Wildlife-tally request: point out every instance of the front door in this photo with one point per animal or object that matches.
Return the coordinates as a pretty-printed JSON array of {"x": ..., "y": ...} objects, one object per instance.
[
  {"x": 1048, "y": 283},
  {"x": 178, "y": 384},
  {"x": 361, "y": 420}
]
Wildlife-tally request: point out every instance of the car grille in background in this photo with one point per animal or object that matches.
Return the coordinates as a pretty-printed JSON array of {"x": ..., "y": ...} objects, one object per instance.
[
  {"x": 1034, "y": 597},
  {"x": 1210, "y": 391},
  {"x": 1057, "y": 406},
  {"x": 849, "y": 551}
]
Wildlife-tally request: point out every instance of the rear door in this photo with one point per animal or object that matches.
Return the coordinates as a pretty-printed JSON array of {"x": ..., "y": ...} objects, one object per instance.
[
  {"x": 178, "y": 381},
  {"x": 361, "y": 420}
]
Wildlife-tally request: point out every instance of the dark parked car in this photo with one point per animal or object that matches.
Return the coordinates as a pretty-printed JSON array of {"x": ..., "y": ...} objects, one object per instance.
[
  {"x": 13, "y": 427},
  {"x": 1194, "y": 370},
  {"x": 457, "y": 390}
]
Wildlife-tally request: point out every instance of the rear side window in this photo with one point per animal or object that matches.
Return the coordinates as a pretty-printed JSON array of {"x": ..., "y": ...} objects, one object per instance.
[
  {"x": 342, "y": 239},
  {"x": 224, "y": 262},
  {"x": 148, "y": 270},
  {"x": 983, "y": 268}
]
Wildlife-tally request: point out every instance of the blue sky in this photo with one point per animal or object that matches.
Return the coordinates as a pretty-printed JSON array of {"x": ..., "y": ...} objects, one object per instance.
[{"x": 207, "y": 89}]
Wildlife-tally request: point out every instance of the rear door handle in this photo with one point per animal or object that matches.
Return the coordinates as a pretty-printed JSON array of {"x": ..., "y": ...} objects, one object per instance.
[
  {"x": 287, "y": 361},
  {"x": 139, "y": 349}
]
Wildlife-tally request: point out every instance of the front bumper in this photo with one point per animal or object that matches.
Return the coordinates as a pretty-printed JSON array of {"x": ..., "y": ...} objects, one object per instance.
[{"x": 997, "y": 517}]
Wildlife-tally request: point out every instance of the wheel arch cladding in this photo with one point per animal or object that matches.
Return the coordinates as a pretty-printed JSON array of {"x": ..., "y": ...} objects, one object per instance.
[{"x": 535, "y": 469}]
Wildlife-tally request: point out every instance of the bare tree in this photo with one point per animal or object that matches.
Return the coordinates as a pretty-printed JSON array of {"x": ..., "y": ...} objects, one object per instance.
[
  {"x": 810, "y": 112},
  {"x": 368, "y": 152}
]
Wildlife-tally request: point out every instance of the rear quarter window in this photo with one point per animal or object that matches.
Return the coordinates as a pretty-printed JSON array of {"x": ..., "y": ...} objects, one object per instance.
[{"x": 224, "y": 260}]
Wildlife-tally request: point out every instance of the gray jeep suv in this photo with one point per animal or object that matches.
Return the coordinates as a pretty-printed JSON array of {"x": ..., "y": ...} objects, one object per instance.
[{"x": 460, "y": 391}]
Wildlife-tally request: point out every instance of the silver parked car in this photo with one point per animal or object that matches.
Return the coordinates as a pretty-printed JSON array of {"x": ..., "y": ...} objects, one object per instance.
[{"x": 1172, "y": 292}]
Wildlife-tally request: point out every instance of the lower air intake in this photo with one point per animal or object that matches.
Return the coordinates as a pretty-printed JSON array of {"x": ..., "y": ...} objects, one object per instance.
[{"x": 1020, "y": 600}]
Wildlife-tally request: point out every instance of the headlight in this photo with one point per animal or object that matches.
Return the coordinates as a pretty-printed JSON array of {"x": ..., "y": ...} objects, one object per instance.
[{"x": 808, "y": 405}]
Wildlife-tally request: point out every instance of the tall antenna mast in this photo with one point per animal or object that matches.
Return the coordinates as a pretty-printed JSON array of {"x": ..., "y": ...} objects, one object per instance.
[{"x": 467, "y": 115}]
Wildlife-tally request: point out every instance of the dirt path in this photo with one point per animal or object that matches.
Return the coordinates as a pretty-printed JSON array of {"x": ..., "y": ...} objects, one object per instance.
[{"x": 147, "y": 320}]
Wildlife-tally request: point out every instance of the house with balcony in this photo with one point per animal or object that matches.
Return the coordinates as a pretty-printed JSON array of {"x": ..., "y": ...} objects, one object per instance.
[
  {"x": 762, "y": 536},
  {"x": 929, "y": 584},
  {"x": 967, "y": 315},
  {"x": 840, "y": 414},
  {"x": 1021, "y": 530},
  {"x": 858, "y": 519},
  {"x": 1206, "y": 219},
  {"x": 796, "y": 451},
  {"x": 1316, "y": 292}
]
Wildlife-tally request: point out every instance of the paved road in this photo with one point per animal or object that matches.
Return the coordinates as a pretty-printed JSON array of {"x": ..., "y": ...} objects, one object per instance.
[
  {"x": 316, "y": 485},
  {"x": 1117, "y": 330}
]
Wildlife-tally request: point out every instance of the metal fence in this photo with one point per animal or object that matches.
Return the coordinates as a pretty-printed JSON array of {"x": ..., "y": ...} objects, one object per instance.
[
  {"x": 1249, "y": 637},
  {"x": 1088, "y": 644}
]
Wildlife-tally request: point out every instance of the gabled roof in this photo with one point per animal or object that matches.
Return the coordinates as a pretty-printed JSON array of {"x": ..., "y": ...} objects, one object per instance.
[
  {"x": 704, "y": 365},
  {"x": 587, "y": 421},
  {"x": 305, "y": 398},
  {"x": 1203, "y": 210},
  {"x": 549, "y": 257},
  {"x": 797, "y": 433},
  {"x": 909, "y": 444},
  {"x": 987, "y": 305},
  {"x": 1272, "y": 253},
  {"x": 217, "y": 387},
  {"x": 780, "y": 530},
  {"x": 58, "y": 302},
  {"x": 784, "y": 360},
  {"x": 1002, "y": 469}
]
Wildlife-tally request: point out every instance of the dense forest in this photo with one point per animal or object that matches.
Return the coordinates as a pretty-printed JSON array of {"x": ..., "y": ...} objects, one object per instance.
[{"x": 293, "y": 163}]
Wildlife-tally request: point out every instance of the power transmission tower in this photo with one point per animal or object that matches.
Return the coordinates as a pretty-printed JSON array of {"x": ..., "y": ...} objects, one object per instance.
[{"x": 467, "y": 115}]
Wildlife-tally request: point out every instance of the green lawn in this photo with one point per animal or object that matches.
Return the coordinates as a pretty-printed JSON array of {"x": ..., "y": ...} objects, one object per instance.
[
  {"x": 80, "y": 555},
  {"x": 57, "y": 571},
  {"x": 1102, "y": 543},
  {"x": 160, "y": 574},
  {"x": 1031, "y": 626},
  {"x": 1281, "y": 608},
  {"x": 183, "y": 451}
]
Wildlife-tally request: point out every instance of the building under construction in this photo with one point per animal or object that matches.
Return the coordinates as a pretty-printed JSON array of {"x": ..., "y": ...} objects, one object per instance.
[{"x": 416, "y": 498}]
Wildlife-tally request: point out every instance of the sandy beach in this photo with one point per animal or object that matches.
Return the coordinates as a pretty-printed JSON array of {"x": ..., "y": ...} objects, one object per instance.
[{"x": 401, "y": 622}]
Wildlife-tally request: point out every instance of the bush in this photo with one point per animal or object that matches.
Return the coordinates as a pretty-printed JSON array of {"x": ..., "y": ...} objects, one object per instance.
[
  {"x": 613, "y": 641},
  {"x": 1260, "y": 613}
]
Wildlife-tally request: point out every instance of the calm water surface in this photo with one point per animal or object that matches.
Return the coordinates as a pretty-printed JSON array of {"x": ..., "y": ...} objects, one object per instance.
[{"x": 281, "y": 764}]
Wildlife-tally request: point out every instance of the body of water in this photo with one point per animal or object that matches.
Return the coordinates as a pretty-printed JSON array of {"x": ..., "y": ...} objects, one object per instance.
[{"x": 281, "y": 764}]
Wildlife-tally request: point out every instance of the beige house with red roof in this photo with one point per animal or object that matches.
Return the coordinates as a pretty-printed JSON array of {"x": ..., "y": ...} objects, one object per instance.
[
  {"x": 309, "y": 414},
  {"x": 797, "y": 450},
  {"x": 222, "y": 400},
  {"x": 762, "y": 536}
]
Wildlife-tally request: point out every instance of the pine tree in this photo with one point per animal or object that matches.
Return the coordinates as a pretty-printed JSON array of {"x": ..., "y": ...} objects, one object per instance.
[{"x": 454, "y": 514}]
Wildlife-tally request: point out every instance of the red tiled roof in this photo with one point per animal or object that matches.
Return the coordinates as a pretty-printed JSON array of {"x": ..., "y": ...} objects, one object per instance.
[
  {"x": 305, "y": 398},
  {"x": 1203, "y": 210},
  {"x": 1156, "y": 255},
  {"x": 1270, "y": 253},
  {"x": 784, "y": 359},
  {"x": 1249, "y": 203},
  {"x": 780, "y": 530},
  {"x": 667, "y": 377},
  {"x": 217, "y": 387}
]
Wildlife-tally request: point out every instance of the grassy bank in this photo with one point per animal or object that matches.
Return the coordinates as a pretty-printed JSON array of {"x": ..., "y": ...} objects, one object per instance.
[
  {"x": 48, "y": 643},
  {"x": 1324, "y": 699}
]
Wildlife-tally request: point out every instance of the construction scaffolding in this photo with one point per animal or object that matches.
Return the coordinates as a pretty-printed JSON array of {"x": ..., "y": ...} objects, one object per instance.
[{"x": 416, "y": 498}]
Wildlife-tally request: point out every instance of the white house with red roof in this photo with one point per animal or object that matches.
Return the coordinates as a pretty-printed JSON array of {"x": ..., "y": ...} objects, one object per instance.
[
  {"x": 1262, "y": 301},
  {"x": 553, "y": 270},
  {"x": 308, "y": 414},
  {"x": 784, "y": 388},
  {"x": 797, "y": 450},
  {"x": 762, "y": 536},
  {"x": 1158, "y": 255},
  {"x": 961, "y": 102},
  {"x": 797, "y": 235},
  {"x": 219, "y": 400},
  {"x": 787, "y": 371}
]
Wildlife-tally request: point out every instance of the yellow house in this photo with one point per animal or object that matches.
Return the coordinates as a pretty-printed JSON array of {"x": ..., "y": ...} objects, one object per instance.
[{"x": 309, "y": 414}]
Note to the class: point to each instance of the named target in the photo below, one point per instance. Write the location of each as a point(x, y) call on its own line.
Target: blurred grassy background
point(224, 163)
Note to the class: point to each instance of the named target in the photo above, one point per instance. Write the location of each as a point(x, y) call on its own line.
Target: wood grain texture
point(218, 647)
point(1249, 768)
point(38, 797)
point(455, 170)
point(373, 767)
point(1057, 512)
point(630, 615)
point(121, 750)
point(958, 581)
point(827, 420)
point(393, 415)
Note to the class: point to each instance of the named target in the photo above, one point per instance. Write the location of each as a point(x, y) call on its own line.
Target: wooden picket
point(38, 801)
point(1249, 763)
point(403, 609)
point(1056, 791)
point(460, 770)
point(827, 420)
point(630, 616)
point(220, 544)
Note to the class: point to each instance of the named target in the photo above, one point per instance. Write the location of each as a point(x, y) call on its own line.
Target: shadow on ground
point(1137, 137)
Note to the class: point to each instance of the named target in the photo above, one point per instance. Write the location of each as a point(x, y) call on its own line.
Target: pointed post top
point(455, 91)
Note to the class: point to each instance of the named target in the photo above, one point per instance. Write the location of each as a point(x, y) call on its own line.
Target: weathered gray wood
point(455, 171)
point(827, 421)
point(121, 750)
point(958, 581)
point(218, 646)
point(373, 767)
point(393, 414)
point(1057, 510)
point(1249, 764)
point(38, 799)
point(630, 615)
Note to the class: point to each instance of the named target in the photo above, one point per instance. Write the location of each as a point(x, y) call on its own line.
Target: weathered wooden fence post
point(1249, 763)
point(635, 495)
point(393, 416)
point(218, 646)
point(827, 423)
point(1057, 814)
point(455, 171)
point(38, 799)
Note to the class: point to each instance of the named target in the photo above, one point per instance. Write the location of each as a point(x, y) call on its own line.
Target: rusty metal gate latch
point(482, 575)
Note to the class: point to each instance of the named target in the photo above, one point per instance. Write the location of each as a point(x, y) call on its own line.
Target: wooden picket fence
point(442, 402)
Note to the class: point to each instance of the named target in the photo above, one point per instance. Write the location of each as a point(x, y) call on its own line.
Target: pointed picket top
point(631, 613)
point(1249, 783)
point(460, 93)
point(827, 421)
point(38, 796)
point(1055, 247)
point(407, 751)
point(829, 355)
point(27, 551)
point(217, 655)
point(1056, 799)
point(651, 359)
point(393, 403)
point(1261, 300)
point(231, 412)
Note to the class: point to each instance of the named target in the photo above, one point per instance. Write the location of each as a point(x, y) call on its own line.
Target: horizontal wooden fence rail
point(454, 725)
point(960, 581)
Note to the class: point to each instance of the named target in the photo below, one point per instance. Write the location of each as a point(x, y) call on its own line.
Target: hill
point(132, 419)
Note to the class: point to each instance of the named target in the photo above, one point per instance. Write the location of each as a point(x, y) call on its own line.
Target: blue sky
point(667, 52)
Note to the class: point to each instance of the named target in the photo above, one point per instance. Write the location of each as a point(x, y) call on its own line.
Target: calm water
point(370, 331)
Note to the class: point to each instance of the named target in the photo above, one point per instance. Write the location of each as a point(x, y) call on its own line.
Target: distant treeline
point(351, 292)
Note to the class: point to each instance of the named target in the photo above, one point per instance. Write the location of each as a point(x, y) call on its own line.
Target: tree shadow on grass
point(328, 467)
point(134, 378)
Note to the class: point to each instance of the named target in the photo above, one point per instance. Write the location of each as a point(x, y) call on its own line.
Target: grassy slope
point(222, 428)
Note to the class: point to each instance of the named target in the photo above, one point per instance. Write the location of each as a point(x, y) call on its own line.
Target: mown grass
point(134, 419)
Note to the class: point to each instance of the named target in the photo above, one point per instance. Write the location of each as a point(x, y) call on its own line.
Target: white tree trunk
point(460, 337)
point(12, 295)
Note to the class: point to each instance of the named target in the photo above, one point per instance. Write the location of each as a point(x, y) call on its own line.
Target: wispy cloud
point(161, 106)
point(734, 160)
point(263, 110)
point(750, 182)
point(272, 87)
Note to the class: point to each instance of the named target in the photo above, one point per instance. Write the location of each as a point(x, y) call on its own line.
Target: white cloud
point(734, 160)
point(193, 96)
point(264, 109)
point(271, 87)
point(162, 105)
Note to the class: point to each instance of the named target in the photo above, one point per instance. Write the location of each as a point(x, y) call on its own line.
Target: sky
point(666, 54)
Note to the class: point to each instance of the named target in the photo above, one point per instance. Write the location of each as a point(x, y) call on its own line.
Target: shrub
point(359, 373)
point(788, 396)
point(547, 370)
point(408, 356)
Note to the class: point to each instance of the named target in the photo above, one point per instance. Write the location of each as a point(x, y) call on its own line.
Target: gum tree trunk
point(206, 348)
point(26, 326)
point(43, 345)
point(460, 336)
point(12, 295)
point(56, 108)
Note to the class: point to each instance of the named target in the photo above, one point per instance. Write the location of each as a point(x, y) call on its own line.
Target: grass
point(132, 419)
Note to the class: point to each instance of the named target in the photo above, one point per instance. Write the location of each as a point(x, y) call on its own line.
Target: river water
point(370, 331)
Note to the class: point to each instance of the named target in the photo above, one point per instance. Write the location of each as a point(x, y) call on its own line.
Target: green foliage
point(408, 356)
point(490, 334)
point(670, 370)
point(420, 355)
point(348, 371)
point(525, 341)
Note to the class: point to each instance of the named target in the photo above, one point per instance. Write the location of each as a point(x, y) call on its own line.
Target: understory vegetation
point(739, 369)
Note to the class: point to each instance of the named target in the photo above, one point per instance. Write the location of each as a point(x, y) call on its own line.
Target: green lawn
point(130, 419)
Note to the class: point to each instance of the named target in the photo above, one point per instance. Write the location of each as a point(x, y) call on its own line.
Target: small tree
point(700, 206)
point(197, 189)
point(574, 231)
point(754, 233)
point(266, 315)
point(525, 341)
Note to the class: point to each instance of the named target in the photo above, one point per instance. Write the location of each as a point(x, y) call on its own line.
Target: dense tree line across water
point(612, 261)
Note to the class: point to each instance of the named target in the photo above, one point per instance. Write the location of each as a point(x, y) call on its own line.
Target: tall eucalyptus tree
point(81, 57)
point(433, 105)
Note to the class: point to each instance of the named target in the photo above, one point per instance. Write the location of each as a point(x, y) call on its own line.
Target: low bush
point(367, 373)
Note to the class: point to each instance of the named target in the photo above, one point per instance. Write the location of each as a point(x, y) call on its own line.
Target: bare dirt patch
------------------------------------
→ **Directions for this task**: Please show every line of the records that holds the word "dirt".

→ **Problem solution**:
Wildlife-tally request: point out every instance of the dirt path in this photo with one point per animal or object that matches.
Target: bare dirt patch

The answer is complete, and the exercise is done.